──────── EXCERPT TO READ

Joined: Jan 31, 2003
Posts: 14
Hello every one,
First of all, a little introduction:
I have a M.S in computing and 2 years experience as a Software Designer (C++, CORBA, XML, some Java). Currently, i'm looking for a job. Been jobless for 2 months (departement was shut down) and I need to find a new job b4 becoming crazy.
Here it goes: well, I'm mostly a C++ developer. However, I'm seriously thinking of converting to JAVA. For the most part because it seems that Java has better futur + there are actually more open positions for Java developers. Further more, I might start my own company in 3-4 years (need some more experience) and the kind of software I'd be making is likely to be better done using Java technologies. (my simple unscientific "forcast" lead me to think that Java will have the lead in a couple of years).
What I need, is some advices. Especially from people who'd 've gone through the same process C++ => JAVA. Do you think it is a wise move? How do you think I should proceed to master Java. How long would it take me to become good at Java-weeks or months-? And what's the best way to go. Books, if yes what books? Do you think I should get the sun Java developper Certificate, how long does it take one to get it?... etc, etc.
Any information, tips or comments would be much appreciated.
Thank you much in advance.
Don't pay too much attention to my english. It's ain't my mother tongue.
Mehdi Chaouchi
Greenhorn

Joined: Jan 31, 2003
Posts: 14
One more question, please.
What other stuff should I study together with Java.??
J2EE, JSP, EJB,... etc?
Thank you so very much.
Mark Herschberg
Sheriff

Joined: Dec 04, 2000
Posts: 6037
Have you considered C#? There are a couple hundred thousand Java programmers ahead of you, but you can be an early adopter in the C# realm.
--Mark
Mehdi Chaouchi
Greenhorn

Joined: Jan 31, 2003
Posts: 14
Thanks for replying...
Well, the good thing with Java is that everything (or almost is free) and more importantly I think it's gonna take over C++ (of course not completly.. but in many areas). Also I already have 6, 7 Java books: Java2, Java2 Certification, J2EE, J2ME, EJB, EJB Patterns, J2EE Patterns... etc, etc. Java2 is installed on my PC. Moreonver, here in Danmark, there aren't that many Job adds requiring C#. But I guess I could go 4 it, if I think it has some good future.
The worste thing is to invest one's money and time in something that wouldn't be used (or very little) in a couple of years.
I'm sorry to bother you with all my questions... but I'm really lost.
Thank you so much.
Please anyone cpomment!
Mark Herschberg
Sheriff

Joined: Dec 04, 2000
Posts: 6037
Originally posted by Mehdi Chaouchi:
Thanks for replying...
Well, the good thing with Java is that everything (or almost is free)

What's free? I seem to spend a lot of money on Java tools. MS, on the other hand, is well known to give away cheap tools to gain marketshare.
--Mark
Mehdi Chaouchi
Greenhorn

Joined: Jan 31, 2003
Posts: 14
Ok...
I meant to say that I downloaded my Java compiler for free, Also a lot of stuff is free when it comes to Java. Go and check some open source sites. Most of the interesting stuff is in Java and for java... JBoss, JGraph.. etc.
Anyways... I am really lost.
I have been talking to a friend who\s doing some J2EE and according to him I could commance coding decent java in about a month. Including EJB and J2EE. If it only takes 1 to three months then for sure I will go 4 it.

────────────────
──────── DATASET CONTENT

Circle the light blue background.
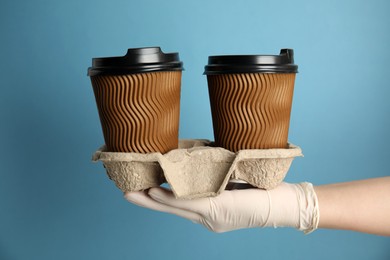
[0,0,390,260]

────────────────

- WHAT IS ASKED -
(A) From the forum thread on moving from C++ to Java, extract the passage from "What I need, is" up to and including "my mother tongue.".
(B) In the forum thread on moving from C++ to Java, which technologies does the first poster list in parentheses after "Software Designer"?
(C) Write what comes next in the forum thread on moving from C++ to Java, starting after its final sentence.
The lines were collected from a different source than the forum thread.

- SOLVED TASKS -
(A)
What I need, is some advices. Especially from people who'd 've gone through the same process C++ => JAVA. Do you think it is a wise move? How do you think I should proceed to master Java. How long would it take me to become good at Java-weeks or months-? And what's the best way to go. Books, if yes what books? Do you think I should get the sun Java developper Certificate, how long does it take one to get it?... etc, etc.
Any information, tips or comments would be much appreciated.
Thank you much in advance.
Don't pay too much attention to my english. It's ain't my mother tongue.

(B) C++, CORBA, XML, some Java

(C)
What do you think. I am an intermediate C++ designer with 2 yrs experience. How many weeks would it take me to be prodictive with Java. Including EJB, J2EE ...etc.
Note that I did some java. For instance I implemented an S.N.M.P manager in Java.
Please some1 give me some estimate.
Thank u so very much.
Bubye.
Mehdi Chaouchi
Greenhorn

Joined: Jan 31, 2003
Posts: 14
P.S> The S.N.M.P manager I talked about earlier is some 3.000 lines of Code, its design is not that hard to make and u don't need to know many libraries (some networking and threading only).

Also,
I feel I ll go for Java anyway... I have nothing better to do with my time. I have been out of job for two months... i hate being idle!
My Question would be how to proceed?
for instance> Java, Java and UML, EJB, then J2EE?
And how much time would it take me?
PS: I hope I'm not wrong and I won't regret not to have chosen C# and the .NET instead in a couple of years.
Thank u 4 listening to a confused fellow. (I might be confusing also )
keep the faith.
John Coxey
Ranch Hand

Joined: Oct 24, 2000
Posts: 503
Mehdi Chaouchi:
- I'd take an open approach towards your decision of C# or Java.

- Some observations / comments:
1. Since you already have MS-Comp Sci, you have too much time/effort committed to this industry to change to another field. Meaning, you would need a major incentive to change fields.
That being said, it's obvious you need to update/change your skill-set. You have identified this, good.
2. Regarding C# or Java -- which is your real question.
I would say study for Java ... take next 3 months and really hammer down on your Java studies. Best way to do this, it to take an existing project you have done in C++ and start writing code.
3. While undertaking your studies on item #2, I would start to prepare for the SCJP2 exam. I would not start the memorization process, but rather use it as a guide to develop your plan of attack.
Hopefully, you will generate a set of notes (100+ pages) plus examples.
4. After 3 months (200+ hours of studying at 2-3 hrs per day). Do a re-assesment of your situation. If you think you might be ready to sit for the SCJP2 exam then do it.
Hopefully, you completed th econversion o1 or 2 of your previous project.
5. If you decide to continue with your Java studies, then grab the SCJP2 exam, if you have not done so in item #4.
6. Start learning JSP & Servlets. Takes about a month to get a decent grasp of what's going on. Takes about another 3 months to memorize it all for the SCWCD exam.
Also, good time to learn Tomcat (free) and see how webservers work.
7. Once you know Java, JSP, Servlets (would take about 4-6 months all together), then hit the market.
Unfortunately, we don't get paid to do core Java. Instead, we get paid to do Servlets, and JSP.
More importantly, we get paid to convert a business problem, into a text solution, into some type of OOA&D solution (psuedo-code, UML, flow charts, just plain white-board notes, etc.).
Even if you are not an architect, you still do this (on a micro scale) for every method / class you write.
Since you already have MS-CompSci, you know how to do the OOA&D solutions. Your solution might not be perfect, but it works and at this stage that's what counts.
That being said, take your MS-CS, Java, JSP, Servlets, OOA&D, and previous experience to the market place.
9. If you score a Java job...then keep going down the Java path.
At this point, you will be learning about servers and IDEs. Examples Websphere / WebSphere Application Developer. Company you work at will provide training for this.
10. Start learning about EJB, XML, Web Services.
-------------
So why do I mention this path?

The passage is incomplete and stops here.